▽

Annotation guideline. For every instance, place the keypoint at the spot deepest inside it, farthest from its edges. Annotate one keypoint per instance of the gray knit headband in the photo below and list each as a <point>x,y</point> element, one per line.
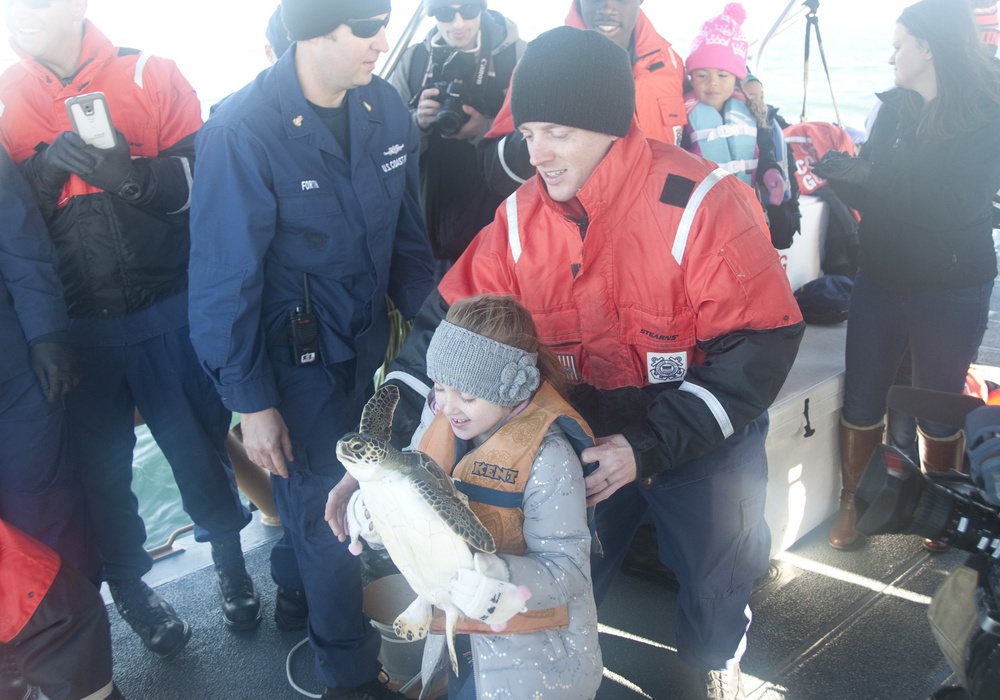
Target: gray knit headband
<point>482,367</point>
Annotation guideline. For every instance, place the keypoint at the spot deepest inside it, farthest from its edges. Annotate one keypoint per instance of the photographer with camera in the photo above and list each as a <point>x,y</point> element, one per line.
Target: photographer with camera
<point>959,510</point>
<point>455,82</point>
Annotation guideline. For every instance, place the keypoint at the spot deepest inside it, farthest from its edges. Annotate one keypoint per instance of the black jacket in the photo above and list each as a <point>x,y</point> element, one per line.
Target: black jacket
<point>926,219</point>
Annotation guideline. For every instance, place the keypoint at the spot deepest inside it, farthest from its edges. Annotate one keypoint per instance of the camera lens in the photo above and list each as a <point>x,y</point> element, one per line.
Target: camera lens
<point>449,123</point>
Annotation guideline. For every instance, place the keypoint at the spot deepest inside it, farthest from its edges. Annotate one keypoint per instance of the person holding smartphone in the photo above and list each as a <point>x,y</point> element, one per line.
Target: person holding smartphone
<point>119,222</point>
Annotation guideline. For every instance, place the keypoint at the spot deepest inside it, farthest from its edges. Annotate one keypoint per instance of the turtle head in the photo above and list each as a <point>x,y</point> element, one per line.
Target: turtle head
<point>362,455</point>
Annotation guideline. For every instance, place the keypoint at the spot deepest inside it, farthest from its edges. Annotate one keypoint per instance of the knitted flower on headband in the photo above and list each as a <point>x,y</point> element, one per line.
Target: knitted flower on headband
<point>480,366</point>
<point>721,43</point>
<point>518,378</point>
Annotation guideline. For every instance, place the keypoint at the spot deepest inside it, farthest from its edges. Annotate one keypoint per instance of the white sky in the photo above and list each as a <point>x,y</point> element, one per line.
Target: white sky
<point>218,44</point>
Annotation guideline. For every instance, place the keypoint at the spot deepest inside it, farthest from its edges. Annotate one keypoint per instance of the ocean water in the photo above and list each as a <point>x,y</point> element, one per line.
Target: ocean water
<point>219,47</point>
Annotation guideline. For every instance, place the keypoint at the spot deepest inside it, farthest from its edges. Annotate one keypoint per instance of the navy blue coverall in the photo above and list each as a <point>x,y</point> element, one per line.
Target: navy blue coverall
<point>39,488</point>
<point>275,199</point>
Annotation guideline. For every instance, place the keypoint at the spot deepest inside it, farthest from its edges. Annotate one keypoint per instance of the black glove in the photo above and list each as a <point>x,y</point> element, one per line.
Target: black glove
<point>63,156</point>
<point>57,367</point>
<point>847,175</point>
<point>111,168</point>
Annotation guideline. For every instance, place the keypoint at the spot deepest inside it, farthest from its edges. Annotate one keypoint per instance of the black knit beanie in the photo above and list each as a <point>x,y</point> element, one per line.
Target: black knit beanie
<point>431,5</point>
<point>307,19</point>
<point>577,78</point>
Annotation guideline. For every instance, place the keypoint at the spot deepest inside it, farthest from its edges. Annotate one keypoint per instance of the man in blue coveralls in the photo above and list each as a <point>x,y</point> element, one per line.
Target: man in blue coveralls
<point>118,219</point>
<point>39,489</point>
<point>305,214</point>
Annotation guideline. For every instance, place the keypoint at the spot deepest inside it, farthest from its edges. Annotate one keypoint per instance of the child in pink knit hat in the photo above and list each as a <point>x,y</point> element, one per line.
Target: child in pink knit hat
<point>721,127</point>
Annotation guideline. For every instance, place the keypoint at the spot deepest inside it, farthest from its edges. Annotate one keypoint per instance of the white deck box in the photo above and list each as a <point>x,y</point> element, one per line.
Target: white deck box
<point>802,445</point>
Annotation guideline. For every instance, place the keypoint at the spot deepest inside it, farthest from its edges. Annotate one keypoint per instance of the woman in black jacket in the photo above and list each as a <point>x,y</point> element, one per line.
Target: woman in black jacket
<point>924,185</point>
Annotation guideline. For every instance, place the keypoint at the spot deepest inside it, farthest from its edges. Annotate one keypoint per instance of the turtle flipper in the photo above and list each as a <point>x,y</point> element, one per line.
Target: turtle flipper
<point>451,615</point>
<point>414,622</point>
<point>435,472</point>
<point>456,515</point>
<point>376,419</point>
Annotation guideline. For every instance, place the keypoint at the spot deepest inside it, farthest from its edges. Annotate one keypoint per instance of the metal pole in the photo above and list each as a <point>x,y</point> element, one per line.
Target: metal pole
<point>404,42</point>
<point>822,55</point>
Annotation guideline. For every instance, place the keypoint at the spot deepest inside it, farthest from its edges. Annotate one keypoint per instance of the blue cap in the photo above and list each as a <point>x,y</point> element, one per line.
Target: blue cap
<point>276,34</point>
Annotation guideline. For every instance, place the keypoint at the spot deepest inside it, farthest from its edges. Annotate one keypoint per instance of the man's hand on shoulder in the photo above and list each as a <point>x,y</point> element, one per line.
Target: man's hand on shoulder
<point>616,467</point>
<point>265,437</point>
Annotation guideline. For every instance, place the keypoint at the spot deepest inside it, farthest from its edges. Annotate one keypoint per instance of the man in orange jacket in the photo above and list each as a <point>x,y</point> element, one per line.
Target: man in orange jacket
<point>53,624</point>
<point>651,276</point>
<point>658,72</point>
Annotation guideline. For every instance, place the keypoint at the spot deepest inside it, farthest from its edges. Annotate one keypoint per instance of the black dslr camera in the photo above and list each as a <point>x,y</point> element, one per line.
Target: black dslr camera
<point>894,496</point>
<point>458,79</point>
<point>451,117</point>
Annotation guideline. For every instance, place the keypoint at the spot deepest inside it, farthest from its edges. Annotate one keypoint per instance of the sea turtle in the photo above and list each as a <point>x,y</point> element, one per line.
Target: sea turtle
<point>429,531</point>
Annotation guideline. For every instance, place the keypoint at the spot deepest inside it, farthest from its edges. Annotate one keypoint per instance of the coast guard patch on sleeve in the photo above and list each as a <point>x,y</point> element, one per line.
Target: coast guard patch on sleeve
<point>665,367</point>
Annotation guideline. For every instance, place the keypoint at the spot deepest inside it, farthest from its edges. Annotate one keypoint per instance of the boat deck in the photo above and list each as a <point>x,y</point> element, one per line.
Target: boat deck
<point>827,624</point>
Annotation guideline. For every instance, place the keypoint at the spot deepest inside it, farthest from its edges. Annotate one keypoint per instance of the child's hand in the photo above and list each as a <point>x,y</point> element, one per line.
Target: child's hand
<point>486,594</point>
<point>775,185</point>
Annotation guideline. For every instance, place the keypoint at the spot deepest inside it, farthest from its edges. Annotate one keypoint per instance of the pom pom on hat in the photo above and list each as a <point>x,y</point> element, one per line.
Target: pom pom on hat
<point>721,43</point>
<point>987,24</point>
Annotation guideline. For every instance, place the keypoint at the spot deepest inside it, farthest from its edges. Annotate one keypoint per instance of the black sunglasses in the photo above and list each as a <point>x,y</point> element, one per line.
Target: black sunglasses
<point>367,28</point>
<point>447,14</point>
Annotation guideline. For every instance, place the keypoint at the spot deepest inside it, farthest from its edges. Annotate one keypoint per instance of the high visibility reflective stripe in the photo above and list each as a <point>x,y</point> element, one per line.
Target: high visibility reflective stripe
<point>139,65</point>
<point>409,380</point>
<point>513,234</point>
<point>687,218</point>
<point>714,405</point>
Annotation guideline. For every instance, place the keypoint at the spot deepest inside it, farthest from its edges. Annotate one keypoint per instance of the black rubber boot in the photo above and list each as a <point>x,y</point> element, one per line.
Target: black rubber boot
<point>372,690</point>
<point>152,618</point>
<point>240,601</point>
<point>291,611</point>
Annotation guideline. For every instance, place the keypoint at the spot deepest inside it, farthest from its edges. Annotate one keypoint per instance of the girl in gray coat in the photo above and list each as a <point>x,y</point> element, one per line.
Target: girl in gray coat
<point>499,424</point>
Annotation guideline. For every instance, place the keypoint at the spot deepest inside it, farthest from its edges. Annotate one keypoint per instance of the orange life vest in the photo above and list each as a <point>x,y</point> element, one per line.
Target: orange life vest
<point>809,141</point>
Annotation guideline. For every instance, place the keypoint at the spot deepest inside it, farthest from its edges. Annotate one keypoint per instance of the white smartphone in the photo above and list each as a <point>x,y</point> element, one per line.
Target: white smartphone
<point>89,116</point>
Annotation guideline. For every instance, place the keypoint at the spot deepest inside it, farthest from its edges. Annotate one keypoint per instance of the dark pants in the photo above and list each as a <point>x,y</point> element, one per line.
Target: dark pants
<point>943,330</point>
<point>315,406</point>
<point>185,415</point>
<point>40,492</point>
<point>709,517</point>
<point>65,648</point>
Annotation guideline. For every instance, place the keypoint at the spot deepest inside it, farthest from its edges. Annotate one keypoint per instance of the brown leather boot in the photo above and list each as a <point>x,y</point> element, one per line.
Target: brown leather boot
<point>856,448</point>
<point>940,455</point>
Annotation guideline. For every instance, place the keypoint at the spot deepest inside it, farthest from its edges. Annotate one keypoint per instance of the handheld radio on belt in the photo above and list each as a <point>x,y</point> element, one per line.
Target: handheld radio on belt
<point>303,331</point>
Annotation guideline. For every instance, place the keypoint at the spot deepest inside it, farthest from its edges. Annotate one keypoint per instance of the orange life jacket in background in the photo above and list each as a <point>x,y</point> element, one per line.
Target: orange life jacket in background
<point>27,569</point>
<point>809,141</point>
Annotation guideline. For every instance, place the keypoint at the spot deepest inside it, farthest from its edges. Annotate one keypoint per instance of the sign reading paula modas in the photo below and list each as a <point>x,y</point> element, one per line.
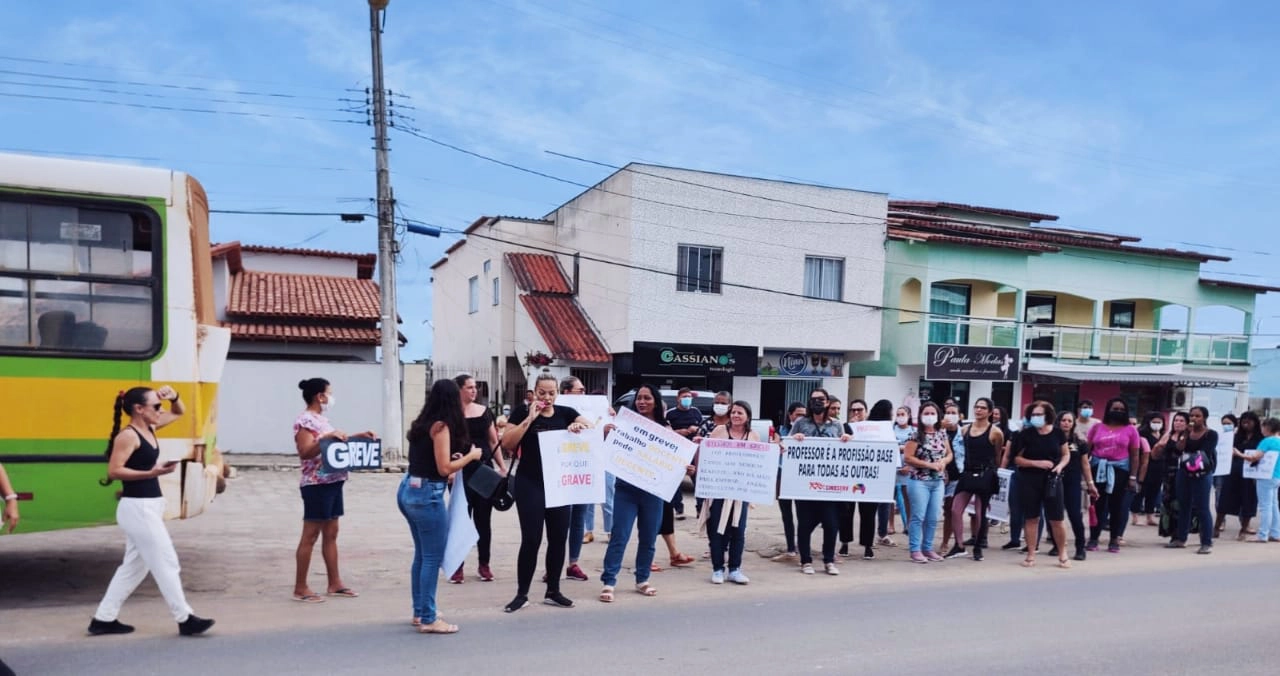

△

EXERCISE DESCRIPTION
Copy range, inclusive: the line holding "of the high" to the line holding "of the girl". Reproduce exactly those lines of the records above and no others.

WRITTEN SOLUTION
Annotation guideline. For every instance, place the keypoint at the spot deepest inside it, farthest from its edges. Annotate one keypoint per instance of the high visibility reflective stripe in the photo above and list each as a <point>x,y</point> element, one per line.
Target: high visibility reflective stripe
<point>139,65</point>
<point>409,380</point>
<point>513,234</point>
<point>687,218</point>
<point>714,405</point>
Annotation guideline. For every instance, place the keypoint at the spot deepest inside it, farthest from its edges. Annotate one keypoint per instance of the black rubber boot in the photo above and list each as a <point>x,y</point> element, one per line.
Target: black rubber boot
<point>372,690</point>
<point>152,618</point>
<point>240,601</point>
<point>291,611</point>
Annotation guideline. For every instance, place the keypoint at the spot deepest inside it, farthest from its edges. Annotate one keypoint per instance of the girl in gray coat in the photo above and list each as a <point>x,y</point> element, one per line.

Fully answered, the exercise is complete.